» **Source document**:

Case 1: Capacitor is fully charged before insertion

Initially, the potential difference across the capacitor would be equal to the E.M.F of the battery. As the insertion of dielectric reduces the potential difference across the capacitor, a current is driving in the circuit such that the potential drop across the capacitor equals the E.M.F. If the potential drop across the capacitor has to increase, the charge on the plates must increase; therefore, the current flows in the direction which increases charge on the capacitor. This direction is from $A$ to $B$.

Case 2: Capacitor is not fully charged; on its way to being fully charged

Initially, the potential difference across the capacitor is less than the E.M.F of the battery. When the dielectric is inserted, the potential difference drops. For the reasons mentioned in the previous case, the current will flow in such a way that the charge on the capacitor increases. This direction is from $A$ to $B$.

» **Supplied information**:
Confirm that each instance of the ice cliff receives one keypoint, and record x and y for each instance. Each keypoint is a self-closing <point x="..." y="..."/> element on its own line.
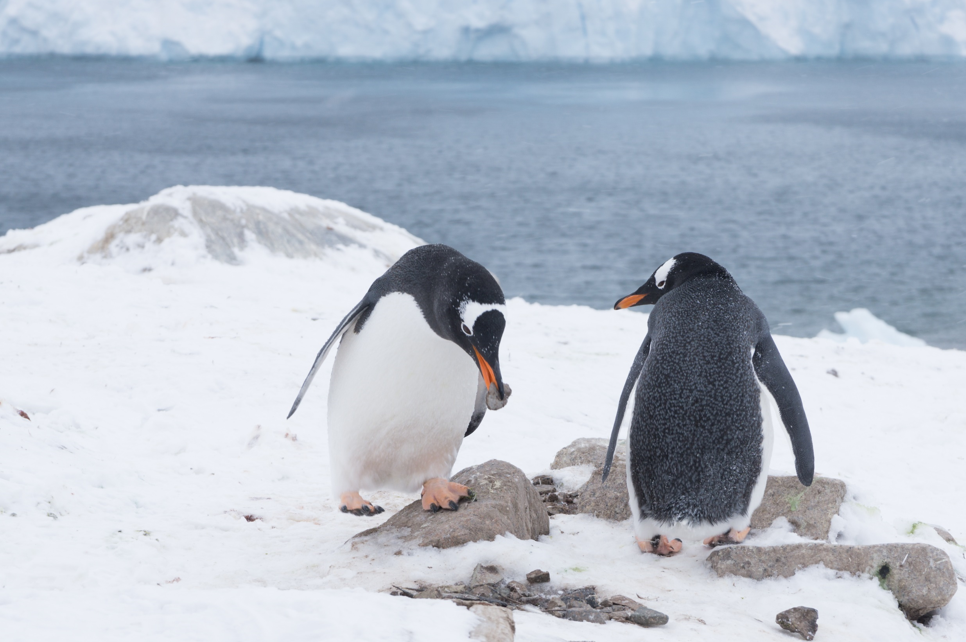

» **What is being asked**:
According to the capacitor text, what is the potential difference across the capacitor initially in Case 1, when it is fully charged before insertion? The data is separate material and has no connection to the capacitor text.

» **Full output**:
It is equal to the E.M.F of the battery.